-- Start of Dataset extract --

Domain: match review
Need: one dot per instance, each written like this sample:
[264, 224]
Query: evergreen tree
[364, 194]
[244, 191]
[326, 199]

-- End of Dataset extract --

Revise the listing above so that "evergreen tree" becomes "conifer", keeping every other line and character unchanged.

#### Full response
Domain: match review
Need: one dot per instance, each written like this sample:
[264, 224]
Query: conifer
[364, 194]
[244, 191]
[326, 199]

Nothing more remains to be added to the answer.